The team has two upcoming races in March. One in Brentwood for the Upward Bound House (Home run for Kids), and in El Segundo (Run for Education). Lasman explained that once she hit 55, she was in a new age division and had jumped in her ranking. She had usually placed in the top 10 in her age division, and in smaller races in the top five. Her goal this year was to medal, which she achieved in January, in a small race with 10 other women in her age group, and she placed third, finishing the race in 32:39.
“My favorite part of the race is regularly seeing my friends and trying to beat my times. It also feels good to know that with every race we enter, we are in a small way contributing to a worthy cause. One of my future goals is to pick one race and ask my network of family and friends to sponsor me,” Lasman said.
Aleman began racing with her friends last January. “I never thought about running a 5K race before then, but I ran for fitness on and off for years, always doing the same routines,” she said. “The race brought out a little competitive part of me I didn’t know I had. I ran my first 5K and did better than I thought I would, and it motivated me to work out more regularly.”
Aleman said she had never done intervals before running with her friends, and noticed that she could run farther by using the walk/run intervals. She decided to use the intervals and add a distance run to her workout. “I was able to run much farther than I thought I possibly could,” she said. “I was then motivated to run a 10K for my 53rd birthday in December. I finished with a good time (for me) and completed a second 10K on Feb. 10, taking 90 seconds off my time.”
“Each time I run I am competing against myself, trying to better myself each race. I am amazed that at this age, I can improve my times and run farther than I did when I was 20. And on top of it all, it’s fun. I even took up golf this year, and I’m not very good at it, but with my experience with running, I know that I’ll get better eventually and have fun doing something new. Running with our group has given me the confidence to take on new experiences,” said Aleman.

DATASET EXCERPT:
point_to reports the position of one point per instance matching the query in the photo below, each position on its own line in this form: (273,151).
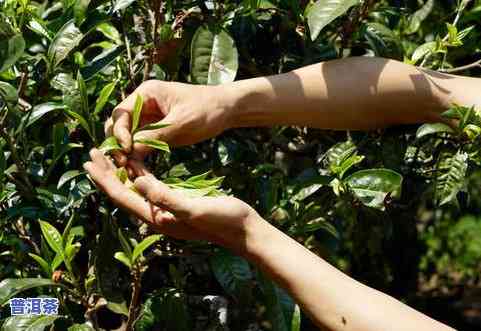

EXPLORE THE MATERIAL:
1) Quote everything in the article about the women's running group from "The team has" down to "race in 32:39.".
2) Continue the article about the women's running group from where it stops.

TASK-BY-TASK RESULTS:
1)
The team has two upcoming races in March. One in Brentwood for the Upward Bound House (Home run for Kids), and in El Segundo (Run for Education). Lasman explained that once she hit 55, she was in a new age division and had jumped in her ranking. She had usually placed in the top 10 in her age division, and in smaller races in the top five. Her goal this year was to medal, which she achieved in January, in a small race with 10 other women in her age group, and she placed third, finishing the race in 32:39.

2)
Adams describes herself as “the tall one in the group,” and said that at 54, she hasn’t had a strong history of working out, at least not since high school. “My big exercise splash was training for and completing the Avon Breast Cancer 3-Day Walk in 2000, about two-thirds of it in the rain, with a friend who is a breast cancer survivor. It was an amazing experience, challenging and very fulfilling, but not anything I want to repeat,” she said.
Adams became involved with walking after some of the women did the Airport Marina Counseling Service Jet to Jetty 5K. She worked at the clinic for two years.
Lasman offered some tips for people wanting to start their own group, and said that some running stores may have running clubs, and links to local events. Most importantly, she said, is to pick an activity you enjoy – walking, biking, dancing – and set achievable goals. She noted that her cousin didn’t begin exercising until she was 52, on a challenge from a friend, first walking only a few blocks and now walking two miles a day.
Her advice – find friends, co-workers, family or community groups with a common interest and compatible schedule; set a weekly calendar date (it can always be changed if something comes up); bring your walking shoes to work and trade your lunch time for walk time; if there’s no time at lunch, leave your exercise clothes in the car and hit the gym before you go home; trade a two-hour breakfast with a friend for one hour of activity and coffee/tea time afterward; and trade an afternoon lunch for a stroll in the park, followed by a light snack.